# start of Supplied data

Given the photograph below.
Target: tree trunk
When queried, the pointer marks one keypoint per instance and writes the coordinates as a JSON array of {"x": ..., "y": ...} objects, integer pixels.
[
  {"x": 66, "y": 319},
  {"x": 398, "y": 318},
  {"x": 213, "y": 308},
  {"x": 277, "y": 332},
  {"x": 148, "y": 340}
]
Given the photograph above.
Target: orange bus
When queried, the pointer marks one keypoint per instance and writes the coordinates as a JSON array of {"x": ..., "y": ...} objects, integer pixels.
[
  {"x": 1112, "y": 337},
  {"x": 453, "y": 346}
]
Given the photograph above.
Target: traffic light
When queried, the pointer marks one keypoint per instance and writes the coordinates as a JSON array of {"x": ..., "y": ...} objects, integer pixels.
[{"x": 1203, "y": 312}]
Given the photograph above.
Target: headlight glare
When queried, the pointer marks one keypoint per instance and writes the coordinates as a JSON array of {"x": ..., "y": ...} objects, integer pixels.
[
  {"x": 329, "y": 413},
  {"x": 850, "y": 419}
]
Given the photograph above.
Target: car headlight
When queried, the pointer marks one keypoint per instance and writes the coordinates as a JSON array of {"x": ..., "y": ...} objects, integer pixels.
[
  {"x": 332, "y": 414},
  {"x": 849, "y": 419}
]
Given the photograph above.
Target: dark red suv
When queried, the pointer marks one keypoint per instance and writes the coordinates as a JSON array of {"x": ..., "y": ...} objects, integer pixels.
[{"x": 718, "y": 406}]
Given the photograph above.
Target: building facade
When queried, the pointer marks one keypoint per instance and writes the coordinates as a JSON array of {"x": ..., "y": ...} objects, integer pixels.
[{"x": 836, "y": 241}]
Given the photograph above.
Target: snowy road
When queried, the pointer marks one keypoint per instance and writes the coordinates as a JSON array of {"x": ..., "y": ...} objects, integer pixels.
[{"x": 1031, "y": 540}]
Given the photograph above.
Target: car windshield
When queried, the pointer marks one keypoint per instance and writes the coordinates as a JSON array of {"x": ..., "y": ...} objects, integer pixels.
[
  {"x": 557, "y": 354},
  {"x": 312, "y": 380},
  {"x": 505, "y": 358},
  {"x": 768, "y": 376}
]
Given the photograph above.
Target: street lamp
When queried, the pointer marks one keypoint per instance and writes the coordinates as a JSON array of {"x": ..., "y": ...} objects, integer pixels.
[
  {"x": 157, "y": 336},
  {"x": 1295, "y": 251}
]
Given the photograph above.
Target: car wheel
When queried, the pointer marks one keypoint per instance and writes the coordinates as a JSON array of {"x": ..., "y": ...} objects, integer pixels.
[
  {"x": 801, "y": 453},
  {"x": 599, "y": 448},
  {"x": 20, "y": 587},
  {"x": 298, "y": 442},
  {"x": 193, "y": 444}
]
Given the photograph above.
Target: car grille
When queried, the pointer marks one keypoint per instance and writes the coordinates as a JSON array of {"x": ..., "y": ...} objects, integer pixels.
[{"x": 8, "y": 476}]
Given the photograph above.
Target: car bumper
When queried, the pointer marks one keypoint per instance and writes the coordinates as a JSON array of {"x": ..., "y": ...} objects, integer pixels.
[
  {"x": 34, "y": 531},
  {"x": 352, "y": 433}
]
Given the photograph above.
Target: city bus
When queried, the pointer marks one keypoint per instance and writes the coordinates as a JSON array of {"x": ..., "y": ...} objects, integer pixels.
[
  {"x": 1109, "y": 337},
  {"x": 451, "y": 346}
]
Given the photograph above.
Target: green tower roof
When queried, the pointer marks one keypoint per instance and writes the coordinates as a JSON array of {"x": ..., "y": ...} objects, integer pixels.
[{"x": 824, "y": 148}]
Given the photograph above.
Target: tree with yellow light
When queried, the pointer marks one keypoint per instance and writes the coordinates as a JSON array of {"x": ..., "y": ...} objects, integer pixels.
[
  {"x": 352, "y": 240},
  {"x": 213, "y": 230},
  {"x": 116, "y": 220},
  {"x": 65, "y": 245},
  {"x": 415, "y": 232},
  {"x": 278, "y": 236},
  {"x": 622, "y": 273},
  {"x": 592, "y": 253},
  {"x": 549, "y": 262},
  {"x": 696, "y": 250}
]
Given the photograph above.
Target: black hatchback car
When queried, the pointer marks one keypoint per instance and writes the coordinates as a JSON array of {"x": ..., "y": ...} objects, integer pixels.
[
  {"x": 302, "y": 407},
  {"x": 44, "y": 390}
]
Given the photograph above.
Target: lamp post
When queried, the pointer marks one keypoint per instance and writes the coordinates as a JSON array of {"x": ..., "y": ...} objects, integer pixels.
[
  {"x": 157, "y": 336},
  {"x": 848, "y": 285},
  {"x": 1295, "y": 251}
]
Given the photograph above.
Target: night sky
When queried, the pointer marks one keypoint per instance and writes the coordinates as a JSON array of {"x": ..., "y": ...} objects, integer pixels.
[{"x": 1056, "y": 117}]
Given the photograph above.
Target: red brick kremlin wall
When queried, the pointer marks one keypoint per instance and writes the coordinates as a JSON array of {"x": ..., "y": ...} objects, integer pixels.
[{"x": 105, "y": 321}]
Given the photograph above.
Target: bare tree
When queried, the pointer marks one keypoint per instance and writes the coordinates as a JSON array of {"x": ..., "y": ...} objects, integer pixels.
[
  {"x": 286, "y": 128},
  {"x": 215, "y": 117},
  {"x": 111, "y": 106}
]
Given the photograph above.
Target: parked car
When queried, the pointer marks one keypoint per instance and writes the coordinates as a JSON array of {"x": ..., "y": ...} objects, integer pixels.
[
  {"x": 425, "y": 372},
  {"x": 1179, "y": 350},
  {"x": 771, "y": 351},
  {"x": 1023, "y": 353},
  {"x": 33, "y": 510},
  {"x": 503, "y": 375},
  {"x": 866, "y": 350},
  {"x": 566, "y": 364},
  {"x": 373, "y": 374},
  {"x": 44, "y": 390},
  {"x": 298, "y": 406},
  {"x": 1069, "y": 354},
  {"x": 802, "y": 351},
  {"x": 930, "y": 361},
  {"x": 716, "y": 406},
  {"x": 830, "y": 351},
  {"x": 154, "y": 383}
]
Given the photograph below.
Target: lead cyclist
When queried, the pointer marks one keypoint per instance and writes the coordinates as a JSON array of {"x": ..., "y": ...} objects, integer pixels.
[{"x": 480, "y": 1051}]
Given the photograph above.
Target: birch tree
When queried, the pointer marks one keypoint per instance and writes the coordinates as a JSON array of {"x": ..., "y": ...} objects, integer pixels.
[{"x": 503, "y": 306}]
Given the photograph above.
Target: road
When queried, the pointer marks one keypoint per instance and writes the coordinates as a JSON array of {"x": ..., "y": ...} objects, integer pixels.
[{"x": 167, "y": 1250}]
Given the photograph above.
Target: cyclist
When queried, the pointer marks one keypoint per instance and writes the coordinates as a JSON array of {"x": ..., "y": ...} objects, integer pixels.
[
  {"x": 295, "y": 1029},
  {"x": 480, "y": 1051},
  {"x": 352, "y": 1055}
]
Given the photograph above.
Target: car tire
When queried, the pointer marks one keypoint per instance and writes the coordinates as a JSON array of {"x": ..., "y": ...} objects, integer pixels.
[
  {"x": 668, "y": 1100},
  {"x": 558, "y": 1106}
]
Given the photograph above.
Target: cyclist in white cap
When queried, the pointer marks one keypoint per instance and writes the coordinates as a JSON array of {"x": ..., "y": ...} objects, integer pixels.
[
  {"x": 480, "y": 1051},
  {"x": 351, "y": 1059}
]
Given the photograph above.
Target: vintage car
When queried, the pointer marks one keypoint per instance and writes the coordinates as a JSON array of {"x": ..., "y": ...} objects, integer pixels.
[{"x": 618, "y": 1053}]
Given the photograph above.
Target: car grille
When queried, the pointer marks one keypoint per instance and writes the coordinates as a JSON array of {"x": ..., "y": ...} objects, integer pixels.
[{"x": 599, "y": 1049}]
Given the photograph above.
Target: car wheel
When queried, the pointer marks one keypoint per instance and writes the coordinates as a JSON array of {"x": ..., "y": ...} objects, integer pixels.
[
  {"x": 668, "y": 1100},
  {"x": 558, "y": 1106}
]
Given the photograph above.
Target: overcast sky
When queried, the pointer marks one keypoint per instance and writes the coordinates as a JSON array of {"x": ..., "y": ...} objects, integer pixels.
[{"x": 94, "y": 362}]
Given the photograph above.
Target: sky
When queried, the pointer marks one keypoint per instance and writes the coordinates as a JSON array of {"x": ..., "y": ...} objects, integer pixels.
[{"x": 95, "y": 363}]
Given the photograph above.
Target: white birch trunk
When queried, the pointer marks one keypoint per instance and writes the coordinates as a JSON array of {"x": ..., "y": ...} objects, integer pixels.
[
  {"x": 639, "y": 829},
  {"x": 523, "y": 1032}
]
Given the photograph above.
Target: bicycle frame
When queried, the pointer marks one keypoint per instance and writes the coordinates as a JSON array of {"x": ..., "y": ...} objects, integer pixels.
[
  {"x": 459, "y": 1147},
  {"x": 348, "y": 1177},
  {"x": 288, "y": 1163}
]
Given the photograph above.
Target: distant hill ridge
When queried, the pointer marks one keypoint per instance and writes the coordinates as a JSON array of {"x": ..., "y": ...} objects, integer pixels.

# end of Supplied data

Aim of the task
Select every line of the material above that contains the word "lamp" and copy each one.

Exercise solution
Target: street lamp
Target: lamp post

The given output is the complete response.